Look through the records below, and whenever a line contains "photo", copy it.

▸ **Exercise data**:
====

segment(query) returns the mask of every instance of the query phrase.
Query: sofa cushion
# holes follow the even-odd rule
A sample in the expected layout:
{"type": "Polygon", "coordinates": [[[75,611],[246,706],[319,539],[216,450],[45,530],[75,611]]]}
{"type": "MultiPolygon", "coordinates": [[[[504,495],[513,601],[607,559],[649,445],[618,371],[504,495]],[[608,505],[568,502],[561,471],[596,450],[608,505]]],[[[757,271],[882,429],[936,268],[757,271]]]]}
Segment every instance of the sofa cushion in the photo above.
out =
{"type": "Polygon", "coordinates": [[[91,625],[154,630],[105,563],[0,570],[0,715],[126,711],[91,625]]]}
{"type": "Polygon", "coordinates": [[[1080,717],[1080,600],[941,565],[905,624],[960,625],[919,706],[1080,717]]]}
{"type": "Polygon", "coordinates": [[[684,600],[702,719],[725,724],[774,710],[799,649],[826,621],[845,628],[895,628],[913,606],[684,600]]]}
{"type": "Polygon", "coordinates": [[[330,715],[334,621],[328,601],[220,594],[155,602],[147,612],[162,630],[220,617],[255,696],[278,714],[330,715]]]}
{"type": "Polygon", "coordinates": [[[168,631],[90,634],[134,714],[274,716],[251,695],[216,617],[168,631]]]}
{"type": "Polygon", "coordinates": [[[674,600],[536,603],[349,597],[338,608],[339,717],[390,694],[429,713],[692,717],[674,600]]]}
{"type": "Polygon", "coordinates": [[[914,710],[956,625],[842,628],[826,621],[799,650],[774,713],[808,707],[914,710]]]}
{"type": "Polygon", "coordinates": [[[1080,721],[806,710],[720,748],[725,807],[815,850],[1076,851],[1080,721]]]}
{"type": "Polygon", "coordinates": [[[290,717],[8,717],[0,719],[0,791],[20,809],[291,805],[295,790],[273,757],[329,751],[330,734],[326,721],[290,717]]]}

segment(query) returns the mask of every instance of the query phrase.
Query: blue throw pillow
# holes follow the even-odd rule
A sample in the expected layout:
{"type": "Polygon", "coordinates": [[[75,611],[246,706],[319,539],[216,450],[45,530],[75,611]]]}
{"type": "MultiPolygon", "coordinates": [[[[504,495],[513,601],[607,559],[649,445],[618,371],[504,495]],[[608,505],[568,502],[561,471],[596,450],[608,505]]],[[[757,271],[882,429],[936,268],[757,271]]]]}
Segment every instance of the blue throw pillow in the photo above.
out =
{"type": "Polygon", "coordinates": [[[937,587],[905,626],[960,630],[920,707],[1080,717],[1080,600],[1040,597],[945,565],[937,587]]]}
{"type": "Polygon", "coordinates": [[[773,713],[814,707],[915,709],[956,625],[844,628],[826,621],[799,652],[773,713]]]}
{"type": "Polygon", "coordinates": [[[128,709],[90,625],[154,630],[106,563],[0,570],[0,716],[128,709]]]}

====

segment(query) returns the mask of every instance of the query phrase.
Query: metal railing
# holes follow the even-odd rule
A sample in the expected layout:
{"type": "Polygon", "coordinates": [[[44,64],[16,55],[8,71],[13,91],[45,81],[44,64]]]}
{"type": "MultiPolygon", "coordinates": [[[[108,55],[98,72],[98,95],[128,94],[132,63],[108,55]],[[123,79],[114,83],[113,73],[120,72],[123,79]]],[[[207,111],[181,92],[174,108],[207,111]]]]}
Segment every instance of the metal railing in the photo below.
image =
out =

====

▸ **Worked solution**:
Segment every instance of the sofa cushion in the photo above.
Segment every instance of the blue throw pillow in the photo above.
Segment every instance of the metal railing in the photo below.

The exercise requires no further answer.